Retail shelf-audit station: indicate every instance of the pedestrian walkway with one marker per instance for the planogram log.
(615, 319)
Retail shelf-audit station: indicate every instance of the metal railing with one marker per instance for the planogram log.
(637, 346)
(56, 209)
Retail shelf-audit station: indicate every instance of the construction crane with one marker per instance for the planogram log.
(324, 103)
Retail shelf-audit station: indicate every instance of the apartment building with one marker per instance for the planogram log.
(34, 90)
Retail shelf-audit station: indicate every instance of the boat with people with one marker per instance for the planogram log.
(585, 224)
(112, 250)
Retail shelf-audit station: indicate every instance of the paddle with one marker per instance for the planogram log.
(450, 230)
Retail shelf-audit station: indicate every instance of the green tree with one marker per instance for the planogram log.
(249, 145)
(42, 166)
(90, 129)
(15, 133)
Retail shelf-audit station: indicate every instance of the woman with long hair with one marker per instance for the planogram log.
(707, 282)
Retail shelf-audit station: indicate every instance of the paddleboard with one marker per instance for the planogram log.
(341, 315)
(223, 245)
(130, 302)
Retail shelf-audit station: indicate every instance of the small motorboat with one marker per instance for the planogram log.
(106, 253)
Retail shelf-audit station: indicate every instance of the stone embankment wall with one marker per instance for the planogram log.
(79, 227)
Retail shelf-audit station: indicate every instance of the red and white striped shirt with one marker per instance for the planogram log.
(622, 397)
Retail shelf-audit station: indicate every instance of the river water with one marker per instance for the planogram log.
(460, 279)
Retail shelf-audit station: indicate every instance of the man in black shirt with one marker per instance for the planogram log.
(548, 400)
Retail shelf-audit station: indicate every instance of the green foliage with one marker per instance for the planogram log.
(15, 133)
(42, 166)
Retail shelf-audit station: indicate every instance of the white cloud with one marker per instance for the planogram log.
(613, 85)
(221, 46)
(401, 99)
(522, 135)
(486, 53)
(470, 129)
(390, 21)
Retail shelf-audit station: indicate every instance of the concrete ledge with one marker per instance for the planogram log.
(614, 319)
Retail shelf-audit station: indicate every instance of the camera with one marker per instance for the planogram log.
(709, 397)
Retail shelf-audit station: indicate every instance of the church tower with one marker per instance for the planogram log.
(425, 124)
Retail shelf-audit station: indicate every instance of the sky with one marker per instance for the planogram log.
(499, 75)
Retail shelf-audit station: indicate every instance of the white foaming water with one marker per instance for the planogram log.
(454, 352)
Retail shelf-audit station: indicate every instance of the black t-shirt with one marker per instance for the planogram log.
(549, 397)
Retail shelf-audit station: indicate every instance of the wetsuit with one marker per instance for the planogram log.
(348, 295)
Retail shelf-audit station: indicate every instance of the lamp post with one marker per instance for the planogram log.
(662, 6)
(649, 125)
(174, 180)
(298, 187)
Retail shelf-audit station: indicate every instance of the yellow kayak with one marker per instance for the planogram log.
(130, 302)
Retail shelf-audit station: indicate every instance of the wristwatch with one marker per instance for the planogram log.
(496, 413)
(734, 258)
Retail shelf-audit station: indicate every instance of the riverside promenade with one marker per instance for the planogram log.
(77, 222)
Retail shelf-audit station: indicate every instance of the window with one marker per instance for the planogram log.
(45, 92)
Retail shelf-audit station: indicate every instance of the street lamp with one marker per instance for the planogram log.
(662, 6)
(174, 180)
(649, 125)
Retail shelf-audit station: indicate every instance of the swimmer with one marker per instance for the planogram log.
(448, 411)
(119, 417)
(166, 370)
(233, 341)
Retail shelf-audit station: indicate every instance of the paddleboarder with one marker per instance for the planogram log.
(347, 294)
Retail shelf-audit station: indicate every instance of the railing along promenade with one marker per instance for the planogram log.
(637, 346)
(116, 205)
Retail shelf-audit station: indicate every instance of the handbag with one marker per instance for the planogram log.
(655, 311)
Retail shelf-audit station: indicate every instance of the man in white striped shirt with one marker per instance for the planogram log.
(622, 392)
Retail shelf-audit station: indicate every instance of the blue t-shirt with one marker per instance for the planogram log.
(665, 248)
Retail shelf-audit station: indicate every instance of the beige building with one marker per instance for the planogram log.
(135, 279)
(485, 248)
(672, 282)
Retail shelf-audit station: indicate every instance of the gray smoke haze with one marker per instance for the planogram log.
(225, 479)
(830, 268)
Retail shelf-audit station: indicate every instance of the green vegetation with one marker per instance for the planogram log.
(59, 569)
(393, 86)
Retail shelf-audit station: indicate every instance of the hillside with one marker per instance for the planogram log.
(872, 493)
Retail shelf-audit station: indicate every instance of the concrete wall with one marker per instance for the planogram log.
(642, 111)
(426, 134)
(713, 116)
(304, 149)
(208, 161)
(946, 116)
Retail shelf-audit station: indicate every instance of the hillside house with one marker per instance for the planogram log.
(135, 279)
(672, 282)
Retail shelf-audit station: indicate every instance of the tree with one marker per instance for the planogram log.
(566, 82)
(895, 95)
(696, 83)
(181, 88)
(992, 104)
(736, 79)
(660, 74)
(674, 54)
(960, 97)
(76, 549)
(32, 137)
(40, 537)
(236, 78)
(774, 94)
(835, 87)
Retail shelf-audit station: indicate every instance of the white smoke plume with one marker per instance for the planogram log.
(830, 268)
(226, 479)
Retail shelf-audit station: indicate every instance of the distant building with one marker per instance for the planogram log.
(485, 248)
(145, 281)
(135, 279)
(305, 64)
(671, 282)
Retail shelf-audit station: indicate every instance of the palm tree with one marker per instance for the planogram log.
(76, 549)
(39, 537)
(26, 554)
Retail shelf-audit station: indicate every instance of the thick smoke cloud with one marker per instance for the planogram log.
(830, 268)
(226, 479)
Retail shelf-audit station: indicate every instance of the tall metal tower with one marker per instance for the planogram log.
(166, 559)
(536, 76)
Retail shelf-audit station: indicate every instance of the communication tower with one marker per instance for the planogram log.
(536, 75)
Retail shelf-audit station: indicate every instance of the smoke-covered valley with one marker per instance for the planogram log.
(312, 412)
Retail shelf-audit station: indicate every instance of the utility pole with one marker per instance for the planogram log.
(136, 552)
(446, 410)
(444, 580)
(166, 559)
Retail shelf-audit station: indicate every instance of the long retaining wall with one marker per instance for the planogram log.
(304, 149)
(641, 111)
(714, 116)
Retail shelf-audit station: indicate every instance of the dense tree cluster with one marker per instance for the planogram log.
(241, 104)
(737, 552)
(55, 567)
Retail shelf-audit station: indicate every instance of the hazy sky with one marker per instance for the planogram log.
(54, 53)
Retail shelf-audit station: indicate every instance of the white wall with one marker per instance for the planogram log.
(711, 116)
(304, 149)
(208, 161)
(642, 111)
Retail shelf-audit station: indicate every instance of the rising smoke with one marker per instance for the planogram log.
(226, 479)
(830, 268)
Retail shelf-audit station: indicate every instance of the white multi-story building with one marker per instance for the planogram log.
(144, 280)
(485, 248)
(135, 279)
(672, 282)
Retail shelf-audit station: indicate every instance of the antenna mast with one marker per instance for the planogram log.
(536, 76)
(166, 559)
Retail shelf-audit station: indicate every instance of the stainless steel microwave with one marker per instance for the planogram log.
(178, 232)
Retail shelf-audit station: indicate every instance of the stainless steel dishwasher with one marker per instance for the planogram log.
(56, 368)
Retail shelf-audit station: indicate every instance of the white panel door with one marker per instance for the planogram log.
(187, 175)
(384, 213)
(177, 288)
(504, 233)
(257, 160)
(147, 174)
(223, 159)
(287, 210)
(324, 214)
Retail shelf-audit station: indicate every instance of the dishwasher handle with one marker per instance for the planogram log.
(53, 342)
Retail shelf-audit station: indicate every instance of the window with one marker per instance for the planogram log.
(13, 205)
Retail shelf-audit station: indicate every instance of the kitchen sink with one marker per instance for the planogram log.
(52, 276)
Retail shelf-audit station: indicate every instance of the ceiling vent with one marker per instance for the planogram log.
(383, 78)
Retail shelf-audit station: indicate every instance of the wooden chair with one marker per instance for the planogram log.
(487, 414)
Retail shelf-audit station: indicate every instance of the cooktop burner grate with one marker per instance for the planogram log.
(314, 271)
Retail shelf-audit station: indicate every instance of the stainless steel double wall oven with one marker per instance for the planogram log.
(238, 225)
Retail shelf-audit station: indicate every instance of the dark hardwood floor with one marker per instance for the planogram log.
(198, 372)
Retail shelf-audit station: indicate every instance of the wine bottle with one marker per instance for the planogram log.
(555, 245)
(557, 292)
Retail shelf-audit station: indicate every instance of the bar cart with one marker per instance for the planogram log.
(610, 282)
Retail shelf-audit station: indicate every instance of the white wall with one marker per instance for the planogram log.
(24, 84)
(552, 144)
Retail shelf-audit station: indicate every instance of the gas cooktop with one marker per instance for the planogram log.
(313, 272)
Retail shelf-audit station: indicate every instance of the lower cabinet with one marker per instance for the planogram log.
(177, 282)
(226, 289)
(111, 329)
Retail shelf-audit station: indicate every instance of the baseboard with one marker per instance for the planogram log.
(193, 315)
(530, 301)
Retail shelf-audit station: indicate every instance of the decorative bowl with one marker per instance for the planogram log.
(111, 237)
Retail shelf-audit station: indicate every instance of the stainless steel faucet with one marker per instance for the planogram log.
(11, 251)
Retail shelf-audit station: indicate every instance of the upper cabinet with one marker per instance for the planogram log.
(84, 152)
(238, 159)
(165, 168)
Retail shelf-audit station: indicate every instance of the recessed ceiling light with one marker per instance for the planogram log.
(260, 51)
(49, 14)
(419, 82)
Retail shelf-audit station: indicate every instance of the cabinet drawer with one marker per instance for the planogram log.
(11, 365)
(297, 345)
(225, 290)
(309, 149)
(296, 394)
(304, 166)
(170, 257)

■ ■ ■ ■ ■ ■ ■

TRY IT: Leave out every line ahead of the one containing "of the baseboard" and print the rest of the listing exactly.

EXERCISE ANSWER:
Retail shelf-audit station: indicate every instance of the baseboard with one marker per instance for the planogram log.
(193, 315)
(530, 301)
Retail shelf-audit station: indicate every instance of the decorative bowl with one marker per instance for the planogram log.
(111, 237)
Retail shelf-audit station: indicate every instance of the stainless steel faucet with one marker per instance for the planogram log.
(11, 251)
Retail shelf-audit station: indicate every instance of the upper cabinet with one marker per instance for the planogram log.
(84, 152)
(238, 159)
(165, 168)
Retail shelf-audit station: indicate every instance of the recessed ceiling light with one marker per instance for the planogram log.
(260, 51)
(49, 14)
(419, 82)
Retail shelf-audit station: indicate every instance of the cabinet drawer with one marker per instance for the planogram log.
(11, 365)
(297, 345)
(225, 290)
(309, 149)
(296, 394)
(304, 166)
(170, 257)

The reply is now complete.